* Problem to work on: Could you continue the guide on cross-sector climate collaboration in maritime logistics from its last sentence?

How to Facilitate Cross-Sector Collaboration for Climate Action for Maritime & Logistics Companies
Shipping accounts for 90% of global trade but contributes 2–3% of worldwide CO2 emissions. Without intervention, this could rise to 10–13% in the coming decades. Tackling this challenge requires maritime and logistics companies to work together across sectors, aligning shipowners, fuel producers, regulators, and technology providers. This guide outlines key strategies to achieve this:
Identify Stakeholders: Map and engage key players across marine fuel, shipbuilding, and operations. Focus on aligning roles and commitments.
Set Shared Goals: Define measurable climate targets, such as net-zero emissions, and align efforts with global frameworks like the IMO GHG Strategy.
Share Risks and Costs: Use co-investment models like offtake agreements, equity stakes, and public-private partnerships to fund green infrastructure.
Engage Customers: Build partnerships with cargo owners to reduce Scope 3 emissions and offer low-carbon shipping options.
Advocate for Policies: Collaborate with governments and NGOs to push for regulations and funding that support green infrastructure.
Leverage Expertise: Use consultants to align fragmented stakeholders and create actionable decarbonization plans.

6-Step Framework for Cross-Sector Climate Collaboration in Maritime Logistics
Step 1: Identify and Align Stakeholders
Map Key Stakeholders in Maritime and Logistics
To effectively tackle climate challenges in maritime and logistics, it's crucial to map three key value chains - marine fuel, shipbuilding & technology, and maritime operations - and identify the interconnected stakeholders [6][1].
Stakeholders can be grouped into three main categories:
Private sector: Includes shipowners, operators, fuel producers, technology providers, and Beneficial Cargo Owners (BCOs). BCOs, in particular, are driving change by urging carriers to lower carbon emissions to meet their own Scope 3 targets [4].
Public sector: Comprising regulators and port authorities, this group establishes compliance frameworks and encourages investment [4].
Neutral entities: International organizations and NGOs that foster trust and facilitate partnerships across sectors [1][4].
The focus should be on key players influencing demand and supply. For example, in 2021, just 22 major companies - less than 0.15% of all shipowners - operated 3,355 vessels, accounting for 20% of maritime CO2 emissions [4]. Similarly, only 26 out of 5,578 ports were responsible for 20% of emissions from moored ships [4]. These entities often serve as catalysts for broader industry change.

* Data supplied:
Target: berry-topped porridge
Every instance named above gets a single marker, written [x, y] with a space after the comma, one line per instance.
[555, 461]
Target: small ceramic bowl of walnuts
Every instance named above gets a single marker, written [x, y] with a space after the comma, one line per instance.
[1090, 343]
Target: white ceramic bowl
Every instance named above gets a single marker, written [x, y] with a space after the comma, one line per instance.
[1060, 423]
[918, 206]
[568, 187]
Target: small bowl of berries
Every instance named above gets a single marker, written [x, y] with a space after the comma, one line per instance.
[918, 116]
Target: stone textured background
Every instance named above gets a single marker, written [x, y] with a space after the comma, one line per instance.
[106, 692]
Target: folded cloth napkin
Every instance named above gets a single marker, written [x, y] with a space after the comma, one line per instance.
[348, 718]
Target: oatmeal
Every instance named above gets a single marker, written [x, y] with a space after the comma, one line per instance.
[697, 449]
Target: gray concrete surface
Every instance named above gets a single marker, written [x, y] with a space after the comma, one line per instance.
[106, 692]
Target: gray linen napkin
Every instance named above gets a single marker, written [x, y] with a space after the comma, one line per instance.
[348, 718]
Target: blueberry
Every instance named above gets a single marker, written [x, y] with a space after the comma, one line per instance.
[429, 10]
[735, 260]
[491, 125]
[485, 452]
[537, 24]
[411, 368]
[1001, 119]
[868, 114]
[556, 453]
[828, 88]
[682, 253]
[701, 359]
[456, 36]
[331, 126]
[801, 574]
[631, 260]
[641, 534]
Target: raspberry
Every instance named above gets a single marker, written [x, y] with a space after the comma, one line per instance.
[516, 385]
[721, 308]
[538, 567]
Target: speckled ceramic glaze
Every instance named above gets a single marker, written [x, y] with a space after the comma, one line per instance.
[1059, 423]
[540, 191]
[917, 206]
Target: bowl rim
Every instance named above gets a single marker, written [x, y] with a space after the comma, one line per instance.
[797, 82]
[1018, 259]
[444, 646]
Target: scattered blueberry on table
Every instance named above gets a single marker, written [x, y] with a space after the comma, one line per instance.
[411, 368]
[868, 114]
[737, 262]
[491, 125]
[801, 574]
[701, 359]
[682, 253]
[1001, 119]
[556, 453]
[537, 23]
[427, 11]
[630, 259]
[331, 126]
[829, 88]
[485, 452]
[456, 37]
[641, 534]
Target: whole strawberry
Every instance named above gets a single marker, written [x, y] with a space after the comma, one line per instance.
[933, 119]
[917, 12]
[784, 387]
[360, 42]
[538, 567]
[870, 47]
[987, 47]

* Expected answer:
Smaller players, such as the approximately 15,200 smaller fleet-owning companies, also play a significant role. While they may lack the resources of larger firms, their combined emissions impact is substantial. Inclusive mapping ensures that decarbonization efforts reach the entire industry, not just the largest contributors.
With this comprehensive map in place, the next step is aligning stakeholders' roles and commitments to create a unified climate strategy.
Build the Foundation for Collaboration
Effective climate action requires clear definitions of stakeholder roles and commitments. Engage directly with partners to understand their expectations and clarify their contributions [3]. This approach minimizes misunderstandings and encourages active participation [4].
Structured engagement strategies can help align efforts. For example, Siemens Energy assigns executive sponsors to its top suppliers, fostering meaningful, face-to-face interactions that go beyond transactional relationships [7]. Similarly, 65% of renewable energy companies highlight collaboration with partners as essential for overcoming long-term supply chain and logistics challenges [7].
Neutral facilitators are key to building trust among stakeholders with differing priorities. Partnerships that span sectors and stakeholder groups - often called diagonal partnerships - are most effective when led by impartial organizations like NGOs or international coalitions [1][4]. The Getting to Zero Coalition, for instance, brought together over 200 organizations, including 160 businesses and key governments, to work toward launching zero-emission vessels on deep-sea trade routes by 2030 [3][4].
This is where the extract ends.